Rewrite the part of the listing below that runs from the line containing "Q: In the image above, where is the green leaf" through the line containing "[293, 227, 303, 238]" as a Markdown table. Use the columns Row and Line, put one line per row with its number, and skip any blank lines.

[start of Data provided]

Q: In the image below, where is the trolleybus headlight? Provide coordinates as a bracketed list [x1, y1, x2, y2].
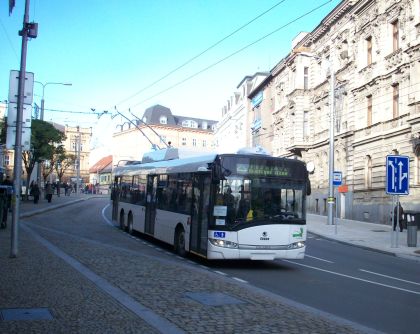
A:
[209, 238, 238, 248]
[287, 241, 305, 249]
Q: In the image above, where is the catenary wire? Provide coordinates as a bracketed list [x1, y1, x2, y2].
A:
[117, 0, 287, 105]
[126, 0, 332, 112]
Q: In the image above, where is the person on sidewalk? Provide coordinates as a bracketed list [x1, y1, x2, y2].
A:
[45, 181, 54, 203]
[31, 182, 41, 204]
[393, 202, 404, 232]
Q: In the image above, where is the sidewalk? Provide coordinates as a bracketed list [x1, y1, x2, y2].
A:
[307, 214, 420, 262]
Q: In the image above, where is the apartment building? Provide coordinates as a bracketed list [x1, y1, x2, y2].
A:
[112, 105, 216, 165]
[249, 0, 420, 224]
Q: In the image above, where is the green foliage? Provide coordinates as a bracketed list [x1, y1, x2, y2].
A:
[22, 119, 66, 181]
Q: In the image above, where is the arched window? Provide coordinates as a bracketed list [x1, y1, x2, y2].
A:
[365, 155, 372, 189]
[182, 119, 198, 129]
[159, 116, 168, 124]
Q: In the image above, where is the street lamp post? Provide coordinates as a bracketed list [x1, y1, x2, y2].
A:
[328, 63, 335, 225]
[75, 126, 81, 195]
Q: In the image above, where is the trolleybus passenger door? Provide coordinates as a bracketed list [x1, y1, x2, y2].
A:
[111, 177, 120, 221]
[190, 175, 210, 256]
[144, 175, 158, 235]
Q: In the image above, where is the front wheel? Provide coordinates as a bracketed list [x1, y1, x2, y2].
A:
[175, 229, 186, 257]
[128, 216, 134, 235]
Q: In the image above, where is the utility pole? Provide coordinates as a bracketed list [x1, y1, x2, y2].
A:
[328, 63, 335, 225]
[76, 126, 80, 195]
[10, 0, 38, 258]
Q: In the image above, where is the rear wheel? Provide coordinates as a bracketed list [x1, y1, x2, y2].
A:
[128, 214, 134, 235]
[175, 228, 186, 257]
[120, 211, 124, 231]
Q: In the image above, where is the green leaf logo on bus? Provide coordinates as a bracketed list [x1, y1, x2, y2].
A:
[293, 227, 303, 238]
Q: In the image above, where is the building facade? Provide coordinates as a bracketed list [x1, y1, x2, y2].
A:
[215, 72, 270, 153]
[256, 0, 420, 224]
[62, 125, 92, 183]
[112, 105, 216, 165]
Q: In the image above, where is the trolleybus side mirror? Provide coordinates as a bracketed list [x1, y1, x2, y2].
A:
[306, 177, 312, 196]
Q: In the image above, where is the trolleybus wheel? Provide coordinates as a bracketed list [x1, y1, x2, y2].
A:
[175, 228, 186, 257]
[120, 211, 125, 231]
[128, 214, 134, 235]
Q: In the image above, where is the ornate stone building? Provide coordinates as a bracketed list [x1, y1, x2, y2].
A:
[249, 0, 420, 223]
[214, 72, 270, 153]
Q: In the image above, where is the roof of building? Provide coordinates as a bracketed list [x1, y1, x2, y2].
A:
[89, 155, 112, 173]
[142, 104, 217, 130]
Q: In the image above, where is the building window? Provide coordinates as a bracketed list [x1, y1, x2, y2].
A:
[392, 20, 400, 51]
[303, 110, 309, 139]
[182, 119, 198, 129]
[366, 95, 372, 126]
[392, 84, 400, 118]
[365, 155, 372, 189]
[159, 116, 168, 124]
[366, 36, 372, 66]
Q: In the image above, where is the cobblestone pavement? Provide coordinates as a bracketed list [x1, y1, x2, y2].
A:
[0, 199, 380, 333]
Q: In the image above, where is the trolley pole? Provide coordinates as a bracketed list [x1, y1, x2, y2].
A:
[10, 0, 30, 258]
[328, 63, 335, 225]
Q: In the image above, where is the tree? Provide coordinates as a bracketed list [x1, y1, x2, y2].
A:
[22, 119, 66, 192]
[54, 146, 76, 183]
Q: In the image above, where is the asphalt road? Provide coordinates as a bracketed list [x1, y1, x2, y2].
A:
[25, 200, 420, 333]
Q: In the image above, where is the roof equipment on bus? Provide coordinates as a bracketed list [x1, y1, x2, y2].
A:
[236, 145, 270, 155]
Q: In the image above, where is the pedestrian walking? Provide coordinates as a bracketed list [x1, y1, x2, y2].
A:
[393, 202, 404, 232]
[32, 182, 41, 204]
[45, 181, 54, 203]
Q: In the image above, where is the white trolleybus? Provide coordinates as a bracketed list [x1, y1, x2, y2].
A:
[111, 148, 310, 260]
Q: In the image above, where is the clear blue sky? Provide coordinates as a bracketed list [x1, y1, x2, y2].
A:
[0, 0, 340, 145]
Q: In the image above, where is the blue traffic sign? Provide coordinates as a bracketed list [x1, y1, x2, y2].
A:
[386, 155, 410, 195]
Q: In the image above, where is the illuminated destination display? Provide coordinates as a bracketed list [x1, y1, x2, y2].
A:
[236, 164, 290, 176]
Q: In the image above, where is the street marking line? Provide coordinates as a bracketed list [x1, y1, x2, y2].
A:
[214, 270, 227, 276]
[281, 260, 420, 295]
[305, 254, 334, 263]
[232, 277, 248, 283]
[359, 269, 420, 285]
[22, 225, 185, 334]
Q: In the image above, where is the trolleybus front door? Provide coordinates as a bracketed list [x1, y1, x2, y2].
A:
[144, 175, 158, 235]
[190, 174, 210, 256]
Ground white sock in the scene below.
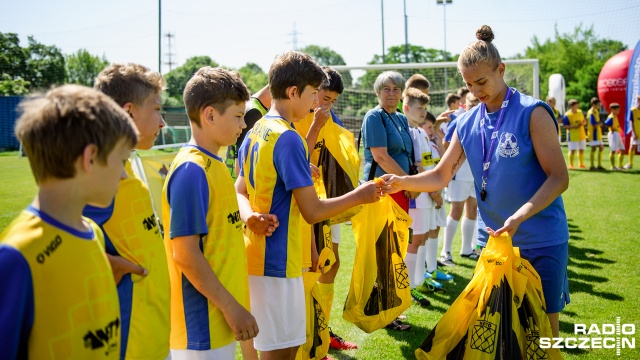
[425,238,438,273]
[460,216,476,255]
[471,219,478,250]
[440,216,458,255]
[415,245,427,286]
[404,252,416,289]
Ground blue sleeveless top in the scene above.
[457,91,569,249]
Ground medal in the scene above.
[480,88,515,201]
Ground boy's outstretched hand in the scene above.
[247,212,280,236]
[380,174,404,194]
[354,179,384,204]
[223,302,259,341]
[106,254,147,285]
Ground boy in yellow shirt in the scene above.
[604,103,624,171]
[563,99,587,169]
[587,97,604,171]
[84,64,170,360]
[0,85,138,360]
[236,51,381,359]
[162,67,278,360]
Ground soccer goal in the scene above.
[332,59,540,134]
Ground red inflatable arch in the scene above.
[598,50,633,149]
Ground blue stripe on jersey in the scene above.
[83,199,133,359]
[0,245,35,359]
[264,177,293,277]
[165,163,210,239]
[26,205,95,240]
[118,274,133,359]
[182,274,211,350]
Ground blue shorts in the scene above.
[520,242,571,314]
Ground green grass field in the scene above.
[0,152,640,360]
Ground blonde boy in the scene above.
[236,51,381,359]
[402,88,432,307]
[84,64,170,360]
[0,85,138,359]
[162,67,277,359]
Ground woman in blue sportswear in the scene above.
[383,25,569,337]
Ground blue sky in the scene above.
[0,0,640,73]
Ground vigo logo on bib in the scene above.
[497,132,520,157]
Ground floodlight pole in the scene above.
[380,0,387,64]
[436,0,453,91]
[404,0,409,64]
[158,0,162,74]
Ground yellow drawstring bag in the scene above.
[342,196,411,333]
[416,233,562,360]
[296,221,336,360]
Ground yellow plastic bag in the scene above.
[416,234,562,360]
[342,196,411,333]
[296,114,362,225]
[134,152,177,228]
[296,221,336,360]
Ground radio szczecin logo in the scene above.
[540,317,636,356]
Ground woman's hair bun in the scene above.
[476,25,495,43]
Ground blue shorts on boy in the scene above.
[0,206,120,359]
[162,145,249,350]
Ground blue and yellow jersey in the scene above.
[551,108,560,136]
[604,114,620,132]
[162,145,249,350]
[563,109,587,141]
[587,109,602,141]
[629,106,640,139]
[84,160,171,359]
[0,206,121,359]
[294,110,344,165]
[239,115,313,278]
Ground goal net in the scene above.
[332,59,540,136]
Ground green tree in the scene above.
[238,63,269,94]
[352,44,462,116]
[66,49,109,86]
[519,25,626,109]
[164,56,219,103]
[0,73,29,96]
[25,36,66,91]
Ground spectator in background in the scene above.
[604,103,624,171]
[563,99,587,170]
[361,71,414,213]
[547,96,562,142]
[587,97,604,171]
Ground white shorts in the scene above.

[end of Data provided]

**Solution for this exercise:**
| Row | Line |
|---|---|
| 1 | Q: In the image above, where is the green leaf logo on bus? Provide coordinates as a bracketed list [x1, y1, x2, y2]. |
| 2 | A: |
| 3 | [293, 227, 303, 238] |